● **Obiettivo**
Trascrivi alla lettera il passo del testo sulla crisi inter-coreana che va da "Se invece si" fino a "decenni e decenni.", estremi inclusi.
======== Testo selezionato ========
L’attuale crisi inter-coreana, la cui massima espressione sembra essere,
per ora, un duro confronto diplomatico con consequenziali dimostrazioni
di forza militare, ha riportato dopo un certo periodo di tempo
l’attenzione dei media internazionali sulla situazione della Penisola di
Corea; essi conferiscono però grande spazio unicamente alle cosiddette
“minacce” nordcoreane agli Stati Uniti, evitando però arbitrariamente
di informare su come e per quali motivazioni si sia giunti fino a queste
ultime, contribuendo così a dipingere la RPDC come l’unico e vero
responsabile della crisi e un serio ostacolo alla pace mondiale.
Se invece si andasse ad analizzare, da un punto di vista cronologico, gli ultimi avvenimenti nella Penisola, si potrebbe realizzare come la crisi abbia in realtà ben altri istigatori: essa è cominciata nel dicembre dell’anno scorso, mese nel quale la RPDC ha messo in orbita con successo il Kwangmyongsong 3-2, un satellite artificiale atto a scopi pacifici; poiché ciò è avvenuto con l’ausilio di un razzo vettore, gli Stati Uniti hanno accusato la RPDC di aver violato delle risoluzioni ONU che impedivano alla Corea Popolare di mettere in pratica test missilistici, facendo così varare all’unanimità dal Consiglio di Sicurezza dell’ONU la Risoluzione 2087, un nuovo pacchetto di sanzioni economiche, inasprendo così l’embargo occidentale alla Corea Popolare, già in vigore da decenni e decenni.
Ciò ha rappresentato una grave violazione del diritto internazionale, in quanto si è negato ad una nazione sovrana, indipendente e riconosciuta internazionalmente di disporre del proprio territorio e delle proprie risorse per un programma di ricerca spaziale pacifico. Dettata dell’ostilità nordamericana nei confronti della RPDC, la motivazione strettamente politica di tale provvedimento e la parzialità degli stessi Stati Uniti nel trattare la questione sono state confermate dal fatto che, avendo anche la Corea del Sud messo in orbita il suo primo satellite artificiale dopo pochi giorni rispetto al Nord (e con le stesse modalità), nulla le è stato detto.
======== Estratti dei dati ========
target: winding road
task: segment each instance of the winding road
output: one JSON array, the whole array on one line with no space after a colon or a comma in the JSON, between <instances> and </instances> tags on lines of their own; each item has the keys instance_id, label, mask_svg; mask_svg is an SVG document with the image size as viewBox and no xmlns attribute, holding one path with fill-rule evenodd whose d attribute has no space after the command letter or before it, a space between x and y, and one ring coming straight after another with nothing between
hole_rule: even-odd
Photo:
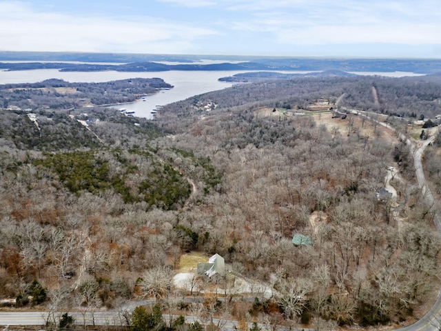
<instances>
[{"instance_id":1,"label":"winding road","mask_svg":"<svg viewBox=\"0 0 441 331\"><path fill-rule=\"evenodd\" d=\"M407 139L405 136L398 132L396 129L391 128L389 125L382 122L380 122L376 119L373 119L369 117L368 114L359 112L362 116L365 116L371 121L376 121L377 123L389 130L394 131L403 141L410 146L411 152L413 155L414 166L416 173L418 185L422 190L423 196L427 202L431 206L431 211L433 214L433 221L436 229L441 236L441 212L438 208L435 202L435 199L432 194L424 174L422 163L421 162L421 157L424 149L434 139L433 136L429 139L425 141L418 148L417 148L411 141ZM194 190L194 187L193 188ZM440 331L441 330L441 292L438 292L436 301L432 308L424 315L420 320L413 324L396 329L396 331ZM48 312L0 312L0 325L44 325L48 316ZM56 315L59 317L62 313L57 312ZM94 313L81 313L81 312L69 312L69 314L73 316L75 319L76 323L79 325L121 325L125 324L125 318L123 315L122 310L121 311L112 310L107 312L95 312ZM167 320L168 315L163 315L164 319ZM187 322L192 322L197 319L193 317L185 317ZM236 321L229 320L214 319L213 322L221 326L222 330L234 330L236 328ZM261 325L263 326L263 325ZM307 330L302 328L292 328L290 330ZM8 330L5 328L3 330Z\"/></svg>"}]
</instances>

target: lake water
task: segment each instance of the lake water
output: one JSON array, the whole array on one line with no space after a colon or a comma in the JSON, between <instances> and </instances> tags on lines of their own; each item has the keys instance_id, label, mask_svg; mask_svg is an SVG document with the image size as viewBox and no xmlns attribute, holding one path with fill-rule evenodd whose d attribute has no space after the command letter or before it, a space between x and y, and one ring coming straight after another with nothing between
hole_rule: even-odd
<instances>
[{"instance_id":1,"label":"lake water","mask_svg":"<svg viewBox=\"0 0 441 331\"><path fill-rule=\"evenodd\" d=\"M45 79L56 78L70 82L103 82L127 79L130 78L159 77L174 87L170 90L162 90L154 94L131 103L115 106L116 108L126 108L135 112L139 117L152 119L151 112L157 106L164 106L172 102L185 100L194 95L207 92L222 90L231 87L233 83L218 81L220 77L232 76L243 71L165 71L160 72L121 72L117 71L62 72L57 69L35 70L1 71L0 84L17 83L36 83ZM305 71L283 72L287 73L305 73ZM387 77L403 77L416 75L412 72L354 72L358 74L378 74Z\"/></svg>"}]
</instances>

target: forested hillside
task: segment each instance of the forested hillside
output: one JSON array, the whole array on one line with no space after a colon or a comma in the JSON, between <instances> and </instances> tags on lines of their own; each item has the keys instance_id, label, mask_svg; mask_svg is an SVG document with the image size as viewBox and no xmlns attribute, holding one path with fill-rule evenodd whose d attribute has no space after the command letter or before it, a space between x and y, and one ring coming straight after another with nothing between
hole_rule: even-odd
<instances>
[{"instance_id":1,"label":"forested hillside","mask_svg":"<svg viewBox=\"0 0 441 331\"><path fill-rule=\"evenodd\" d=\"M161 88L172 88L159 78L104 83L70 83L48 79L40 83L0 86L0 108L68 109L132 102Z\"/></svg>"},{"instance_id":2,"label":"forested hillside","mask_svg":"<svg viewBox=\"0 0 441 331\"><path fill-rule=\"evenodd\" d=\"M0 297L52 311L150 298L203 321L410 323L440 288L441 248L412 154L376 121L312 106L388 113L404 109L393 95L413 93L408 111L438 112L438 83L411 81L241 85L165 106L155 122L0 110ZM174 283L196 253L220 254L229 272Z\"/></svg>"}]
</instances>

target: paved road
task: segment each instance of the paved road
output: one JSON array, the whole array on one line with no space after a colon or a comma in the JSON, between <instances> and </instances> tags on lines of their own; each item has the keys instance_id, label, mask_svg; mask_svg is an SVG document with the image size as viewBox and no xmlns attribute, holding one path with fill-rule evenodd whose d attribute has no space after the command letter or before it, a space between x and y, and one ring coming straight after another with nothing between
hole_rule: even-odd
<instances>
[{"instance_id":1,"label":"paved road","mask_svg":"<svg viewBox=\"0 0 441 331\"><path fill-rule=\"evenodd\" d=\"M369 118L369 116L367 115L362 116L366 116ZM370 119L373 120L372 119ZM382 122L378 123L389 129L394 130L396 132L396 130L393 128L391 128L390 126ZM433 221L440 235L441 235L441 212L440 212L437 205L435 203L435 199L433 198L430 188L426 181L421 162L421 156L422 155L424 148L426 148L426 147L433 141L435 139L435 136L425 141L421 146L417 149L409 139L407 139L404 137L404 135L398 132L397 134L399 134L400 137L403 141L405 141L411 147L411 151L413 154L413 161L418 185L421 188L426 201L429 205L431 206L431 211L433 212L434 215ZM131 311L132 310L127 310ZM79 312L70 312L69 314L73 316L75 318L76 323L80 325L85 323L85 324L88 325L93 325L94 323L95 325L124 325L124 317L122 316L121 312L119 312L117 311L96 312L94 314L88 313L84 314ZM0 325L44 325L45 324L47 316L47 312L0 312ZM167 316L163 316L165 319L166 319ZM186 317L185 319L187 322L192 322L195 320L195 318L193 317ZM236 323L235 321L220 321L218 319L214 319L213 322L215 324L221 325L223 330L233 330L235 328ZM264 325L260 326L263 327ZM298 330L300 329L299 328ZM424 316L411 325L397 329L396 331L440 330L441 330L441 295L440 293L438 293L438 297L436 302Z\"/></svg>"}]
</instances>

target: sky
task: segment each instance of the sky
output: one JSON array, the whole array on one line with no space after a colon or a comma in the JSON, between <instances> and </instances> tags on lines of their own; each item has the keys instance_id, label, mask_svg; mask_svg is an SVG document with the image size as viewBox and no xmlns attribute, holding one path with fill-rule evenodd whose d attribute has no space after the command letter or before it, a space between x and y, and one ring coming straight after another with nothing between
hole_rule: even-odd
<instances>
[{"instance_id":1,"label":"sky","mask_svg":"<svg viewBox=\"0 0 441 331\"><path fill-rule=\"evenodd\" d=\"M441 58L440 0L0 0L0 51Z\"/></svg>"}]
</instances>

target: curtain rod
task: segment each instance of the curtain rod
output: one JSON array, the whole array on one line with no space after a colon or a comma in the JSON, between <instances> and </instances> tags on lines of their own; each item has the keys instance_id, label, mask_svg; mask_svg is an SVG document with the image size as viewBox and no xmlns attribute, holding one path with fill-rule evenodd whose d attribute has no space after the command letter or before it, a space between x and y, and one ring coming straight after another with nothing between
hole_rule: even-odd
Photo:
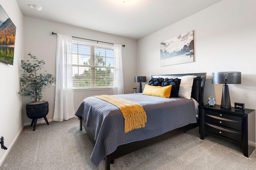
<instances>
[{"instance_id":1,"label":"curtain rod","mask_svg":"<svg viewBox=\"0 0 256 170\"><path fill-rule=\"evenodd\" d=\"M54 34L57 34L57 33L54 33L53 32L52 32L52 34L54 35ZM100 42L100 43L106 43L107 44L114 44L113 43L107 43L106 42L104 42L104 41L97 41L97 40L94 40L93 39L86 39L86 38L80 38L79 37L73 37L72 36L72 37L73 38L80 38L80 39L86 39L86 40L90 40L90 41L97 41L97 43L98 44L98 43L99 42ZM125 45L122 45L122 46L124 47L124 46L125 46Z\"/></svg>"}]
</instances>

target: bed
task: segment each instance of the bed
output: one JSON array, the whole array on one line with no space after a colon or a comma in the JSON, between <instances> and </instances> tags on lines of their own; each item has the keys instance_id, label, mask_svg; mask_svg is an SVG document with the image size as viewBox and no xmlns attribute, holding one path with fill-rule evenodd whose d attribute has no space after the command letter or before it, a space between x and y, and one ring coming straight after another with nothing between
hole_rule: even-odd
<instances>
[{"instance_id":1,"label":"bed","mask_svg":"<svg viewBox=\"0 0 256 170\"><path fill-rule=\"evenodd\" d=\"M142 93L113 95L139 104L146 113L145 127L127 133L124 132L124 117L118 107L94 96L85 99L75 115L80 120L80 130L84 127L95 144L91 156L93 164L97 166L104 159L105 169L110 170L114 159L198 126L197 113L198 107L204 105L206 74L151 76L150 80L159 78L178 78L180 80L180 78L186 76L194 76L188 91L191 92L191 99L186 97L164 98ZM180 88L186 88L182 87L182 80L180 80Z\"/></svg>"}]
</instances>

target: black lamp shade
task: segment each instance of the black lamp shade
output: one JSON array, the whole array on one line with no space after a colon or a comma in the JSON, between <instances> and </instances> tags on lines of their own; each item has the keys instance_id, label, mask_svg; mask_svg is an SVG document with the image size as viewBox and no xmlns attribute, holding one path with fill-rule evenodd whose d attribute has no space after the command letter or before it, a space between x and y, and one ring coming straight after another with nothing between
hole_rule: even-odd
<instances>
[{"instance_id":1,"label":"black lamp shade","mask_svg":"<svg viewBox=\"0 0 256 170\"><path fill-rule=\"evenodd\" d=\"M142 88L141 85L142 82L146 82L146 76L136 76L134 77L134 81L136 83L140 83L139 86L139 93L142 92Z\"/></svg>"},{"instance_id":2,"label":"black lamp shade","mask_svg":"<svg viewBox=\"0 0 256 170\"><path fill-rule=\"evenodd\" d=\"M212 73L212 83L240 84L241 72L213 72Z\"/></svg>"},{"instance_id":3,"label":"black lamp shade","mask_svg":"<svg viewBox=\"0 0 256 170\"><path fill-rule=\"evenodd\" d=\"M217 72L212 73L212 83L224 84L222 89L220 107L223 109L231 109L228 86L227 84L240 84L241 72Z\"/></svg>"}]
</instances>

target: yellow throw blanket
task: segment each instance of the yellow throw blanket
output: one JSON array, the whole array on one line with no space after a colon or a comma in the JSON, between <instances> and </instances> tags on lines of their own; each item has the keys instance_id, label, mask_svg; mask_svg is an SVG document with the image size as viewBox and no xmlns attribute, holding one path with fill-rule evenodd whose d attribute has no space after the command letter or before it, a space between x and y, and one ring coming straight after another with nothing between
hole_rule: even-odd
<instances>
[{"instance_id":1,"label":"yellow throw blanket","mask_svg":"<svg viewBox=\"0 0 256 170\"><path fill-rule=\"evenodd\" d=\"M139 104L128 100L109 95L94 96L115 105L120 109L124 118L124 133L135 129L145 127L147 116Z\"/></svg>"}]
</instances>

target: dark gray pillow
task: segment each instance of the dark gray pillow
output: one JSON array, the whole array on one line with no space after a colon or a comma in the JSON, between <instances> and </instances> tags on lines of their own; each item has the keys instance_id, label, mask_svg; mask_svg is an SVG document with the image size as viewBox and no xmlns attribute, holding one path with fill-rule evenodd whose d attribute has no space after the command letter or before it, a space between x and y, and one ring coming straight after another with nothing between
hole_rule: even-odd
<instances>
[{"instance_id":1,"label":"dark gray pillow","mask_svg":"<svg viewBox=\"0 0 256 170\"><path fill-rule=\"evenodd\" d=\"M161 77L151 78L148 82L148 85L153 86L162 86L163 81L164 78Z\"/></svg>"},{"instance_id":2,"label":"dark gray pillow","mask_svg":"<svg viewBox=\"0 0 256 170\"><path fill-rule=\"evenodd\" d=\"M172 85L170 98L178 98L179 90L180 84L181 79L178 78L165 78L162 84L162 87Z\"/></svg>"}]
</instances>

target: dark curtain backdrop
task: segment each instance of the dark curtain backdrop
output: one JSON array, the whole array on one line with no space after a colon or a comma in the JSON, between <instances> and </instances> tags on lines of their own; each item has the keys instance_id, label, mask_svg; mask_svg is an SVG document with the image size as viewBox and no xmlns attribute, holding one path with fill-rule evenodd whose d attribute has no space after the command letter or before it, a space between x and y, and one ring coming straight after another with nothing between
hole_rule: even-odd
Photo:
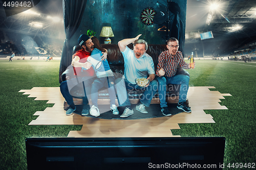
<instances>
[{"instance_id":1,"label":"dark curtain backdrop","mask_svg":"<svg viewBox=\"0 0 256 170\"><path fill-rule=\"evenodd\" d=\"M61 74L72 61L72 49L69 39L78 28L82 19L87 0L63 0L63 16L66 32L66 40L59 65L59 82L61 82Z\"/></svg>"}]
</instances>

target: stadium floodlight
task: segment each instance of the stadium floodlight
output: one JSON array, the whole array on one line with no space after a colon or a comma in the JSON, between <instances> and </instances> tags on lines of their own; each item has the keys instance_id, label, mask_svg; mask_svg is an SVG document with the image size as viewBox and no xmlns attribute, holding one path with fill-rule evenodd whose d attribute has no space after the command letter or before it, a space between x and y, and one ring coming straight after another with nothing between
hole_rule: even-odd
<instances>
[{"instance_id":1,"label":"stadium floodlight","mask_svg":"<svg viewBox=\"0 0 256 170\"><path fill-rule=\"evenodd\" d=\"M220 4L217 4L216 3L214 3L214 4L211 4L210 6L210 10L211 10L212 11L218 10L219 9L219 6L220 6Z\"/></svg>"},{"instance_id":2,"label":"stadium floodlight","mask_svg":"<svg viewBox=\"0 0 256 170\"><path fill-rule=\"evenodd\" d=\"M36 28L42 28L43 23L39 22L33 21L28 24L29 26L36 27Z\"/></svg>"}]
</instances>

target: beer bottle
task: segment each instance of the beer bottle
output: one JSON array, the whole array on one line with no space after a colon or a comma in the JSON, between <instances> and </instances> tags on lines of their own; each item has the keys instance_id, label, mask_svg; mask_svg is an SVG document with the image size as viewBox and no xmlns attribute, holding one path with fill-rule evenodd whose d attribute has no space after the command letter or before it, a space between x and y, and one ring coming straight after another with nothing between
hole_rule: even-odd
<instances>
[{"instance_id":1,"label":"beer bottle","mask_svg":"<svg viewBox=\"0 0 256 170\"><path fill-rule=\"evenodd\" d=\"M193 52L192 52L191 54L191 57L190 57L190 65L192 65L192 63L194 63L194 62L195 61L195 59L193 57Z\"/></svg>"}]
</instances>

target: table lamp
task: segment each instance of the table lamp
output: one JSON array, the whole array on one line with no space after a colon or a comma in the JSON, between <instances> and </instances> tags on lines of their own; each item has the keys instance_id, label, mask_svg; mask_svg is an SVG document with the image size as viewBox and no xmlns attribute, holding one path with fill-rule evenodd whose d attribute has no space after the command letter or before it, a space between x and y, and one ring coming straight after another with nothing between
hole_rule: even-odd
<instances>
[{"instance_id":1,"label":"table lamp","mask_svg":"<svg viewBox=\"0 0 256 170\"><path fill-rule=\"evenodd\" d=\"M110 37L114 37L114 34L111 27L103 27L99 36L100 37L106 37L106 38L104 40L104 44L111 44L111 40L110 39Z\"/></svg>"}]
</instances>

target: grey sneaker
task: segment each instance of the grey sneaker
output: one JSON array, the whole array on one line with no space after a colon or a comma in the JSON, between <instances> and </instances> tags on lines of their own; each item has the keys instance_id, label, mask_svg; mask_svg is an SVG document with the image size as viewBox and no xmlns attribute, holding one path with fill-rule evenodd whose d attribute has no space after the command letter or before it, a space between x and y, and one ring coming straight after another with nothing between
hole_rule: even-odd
========
● **Risposta**
Se invece si andasse ad analizzare, da un punto di vista cronologico, gli ultimi avvenimenti nella Penisola, si potrebbe realizzare come la crisi abbia in realtà ben altri istigatori: essa è cominciata nel dicembre dell’anno scorso, mese nel quale la RPDC ha messo in orbita con successo il Kwangmyongsong 3-2, un satellite artificiale atto a scopi pacifici; poiché ciò è avvenuto con l’ausilio di un razzo vettore, gli Stati Uniti hanno accusato la RPDC di aver violato delle risoluzioni ONU che impedivano alla Corea Popolare di mettere in pratica test missilistici, facendo così varare all’unanimità dal Consiglio di Sicurezza dell’ONU la Risoluzione 2087, un nuovo pacchetto di sanzioni economiche, inasprendo così l’embargo occidentale alla Corea Popolare, già in vigore da decenni e decenni.